#### DATASET ENTRIES
++++++++++++++++++++

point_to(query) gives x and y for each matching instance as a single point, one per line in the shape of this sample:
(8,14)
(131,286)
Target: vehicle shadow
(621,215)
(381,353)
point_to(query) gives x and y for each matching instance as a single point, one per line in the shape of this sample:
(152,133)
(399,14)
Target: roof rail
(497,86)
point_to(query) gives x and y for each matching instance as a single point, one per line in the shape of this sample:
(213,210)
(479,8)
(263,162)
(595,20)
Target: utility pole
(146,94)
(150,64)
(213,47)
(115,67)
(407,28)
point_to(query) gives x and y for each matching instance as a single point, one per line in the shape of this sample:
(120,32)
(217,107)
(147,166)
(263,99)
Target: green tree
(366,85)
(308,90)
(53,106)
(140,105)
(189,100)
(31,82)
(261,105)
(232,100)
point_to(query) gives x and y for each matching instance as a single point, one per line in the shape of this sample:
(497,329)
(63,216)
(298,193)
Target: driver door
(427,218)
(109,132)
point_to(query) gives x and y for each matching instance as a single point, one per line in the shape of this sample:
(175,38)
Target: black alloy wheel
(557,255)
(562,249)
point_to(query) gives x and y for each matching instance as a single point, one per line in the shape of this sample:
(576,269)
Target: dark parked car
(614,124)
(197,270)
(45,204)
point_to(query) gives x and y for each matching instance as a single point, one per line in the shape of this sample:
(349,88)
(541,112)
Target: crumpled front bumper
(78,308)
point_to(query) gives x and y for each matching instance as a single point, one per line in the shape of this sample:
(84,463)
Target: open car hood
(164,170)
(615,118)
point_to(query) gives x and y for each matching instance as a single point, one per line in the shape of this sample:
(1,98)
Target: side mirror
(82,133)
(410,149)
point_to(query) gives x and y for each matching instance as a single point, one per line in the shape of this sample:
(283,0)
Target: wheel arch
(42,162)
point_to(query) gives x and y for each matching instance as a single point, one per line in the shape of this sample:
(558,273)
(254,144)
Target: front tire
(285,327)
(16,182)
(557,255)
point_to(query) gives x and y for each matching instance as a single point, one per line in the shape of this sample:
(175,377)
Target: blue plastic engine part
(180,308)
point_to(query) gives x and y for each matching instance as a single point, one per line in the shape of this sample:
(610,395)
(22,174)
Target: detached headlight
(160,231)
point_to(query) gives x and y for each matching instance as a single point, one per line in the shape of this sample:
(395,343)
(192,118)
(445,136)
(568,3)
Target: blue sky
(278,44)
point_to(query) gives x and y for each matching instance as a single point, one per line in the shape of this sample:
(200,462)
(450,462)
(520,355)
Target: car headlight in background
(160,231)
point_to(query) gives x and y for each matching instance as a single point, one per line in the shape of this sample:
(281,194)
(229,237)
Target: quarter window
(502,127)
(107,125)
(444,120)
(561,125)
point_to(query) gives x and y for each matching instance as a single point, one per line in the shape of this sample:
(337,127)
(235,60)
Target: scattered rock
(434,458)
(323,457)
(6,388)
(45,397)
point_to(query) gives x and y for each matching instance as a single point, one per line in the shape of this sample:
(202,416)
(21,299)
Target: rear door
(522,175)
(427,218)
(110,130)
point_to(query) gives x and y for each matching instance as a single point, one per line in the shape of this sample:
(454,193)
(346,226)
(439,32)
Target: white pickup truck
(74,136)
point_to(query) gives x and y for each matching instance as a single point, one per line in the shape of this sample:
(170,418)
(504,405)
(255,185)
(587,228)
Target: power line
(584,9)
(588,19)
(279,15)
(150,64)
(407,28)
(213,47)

++++++++++++++++++++

#### STATED EXERCISE
Repeat the data above exactly.

#### OUTPUT BELOW
point_to(query) gives x and y for each matching instance as a single point, one per line in the shape of this sample:
(8,14)
(131,286)
Target: vehicle shadow
(621,215)
(381,353)
point_to(query) gives x and y for each matching instance as a single point, one per line in the shape of this sample:
(152,133)
(399,14)
Target: roof rail
(497,86)
point_to(query) gives x and y for each matching instance as a single point, one per line in the shape of this sample:
(213,210)
(479,8)
(263,162)
(595,20)
Target: utility pole
(146,94)
(150,64)
(213,47)
(115,67)
(407,28)
point_to(query) gives x and y for each matching instance as a single point, one per line in the shape of this sample:
(120,32)
(217,107)
(147,166)
(263,99)
Target: green tree
(366,85)
(308,90)
(53,106)
(140,105)
(189,100)
(31,82)
(261,105)
(232,100)
point_to(query) gives x and y for each matching instance as a single point, one per line in the shape of this sample:
(497,329)
(63,216)
(298,193)
Target: driver door
(427,218)
(109,132)
point_to(query) gives x and y for each matching instance as a single point, one per line in the shape of this sample:
(175,38)
Target: black alloy wheel
(557,255)
(562,249)
point_to(query) gives x and y for each matching instance as a single point, one per line in the shape of this sample:
(576,269)
Target: dark parked car
(614,124)
(197,270)
(45,204)
point_to(query) gives x and y for each matching instance as a single point, one per line in the shape of this sample:
(349,88)
(541,112)
Target: crumpled front bumper
(78,308)
point_to(query) gives x and y for each matching instance as a single point, one per line in the shape of this sample:
(84,463)
Target: open car hood
(164,170)
(615,118)
point_to(query) gives x and y for each matching instance as a single point, one per line in the shape of this sample:
(1,98)
Target: side mirror
(82,133)
(410,149)
point_to(query) gives x and y for each matching instance as a single point, one per line in the shape of this sample:
(283,0)
Target: wheel arch
(42,162)
point_to(query) gives x and y for each matching instance as a single point, one per line in the shape of this sample:
(558,273)
(254,144)
Target: front tire
(285,327)
(16,182)
(557,255)
point_to(query) gives x and y for each matching instance as a single point, one per line in the shape of this sample:
(175,377)
Target: blue plastic engine part
(180,308)
point_to(query) gives x and y for each matching instance as a single point, one per line in the shape of this sample:
(610,395)
(22,174)
Target: detached headlight
(160,231)
point_to(query) gives x and y for each matching instance as a single point, one per line in the shape of this sample:
(395,343)
(192,118)
(445,136)
(568,3)
Target: blue sky
(278,44)
point_to(query) gives x and y for each matching instance as a single point, one per line in the shape of this sample:
(200,462)
(450,462)
(520,355)
Target: car headlight in background
(160,231)
point_to(query) gives x and y for each matching instance as a single point, one per line in the shape of this sample:
(281,194)
(229,237)
Target: quarter window
(502,127)
(107,125)
(444,120)
(561,125)
point_to(query) gives x and y for each matching instance as a single point, one per line in the shape of this sample:
(337,127)
(235,60)
Target: scattered rock
(434,458)
(323,457)
(6,388)
(45,397)
point_to(query) gives x and y for each matching instance as a single point, one per line in the shape of this sample:
(202,416)
(21,299)
Target: rear door
(522,175)
(427,218)
(110,130)
point_to(query) gives x and y for each matching instance as a single point, one per line in the shape of this sample:
(454,193)
(346,226)
(439,32)
Target: white pickup truck
(74,136)
point_to(query) gives x and y for each matching instance as a single point, one per line in the shape of this sample:
(170,418)
(504,405)
(255,185)
(587,228)
Target: power line
(584,9)
(588,19)
(279,15)
(150,64)
(407,28)
(213,47)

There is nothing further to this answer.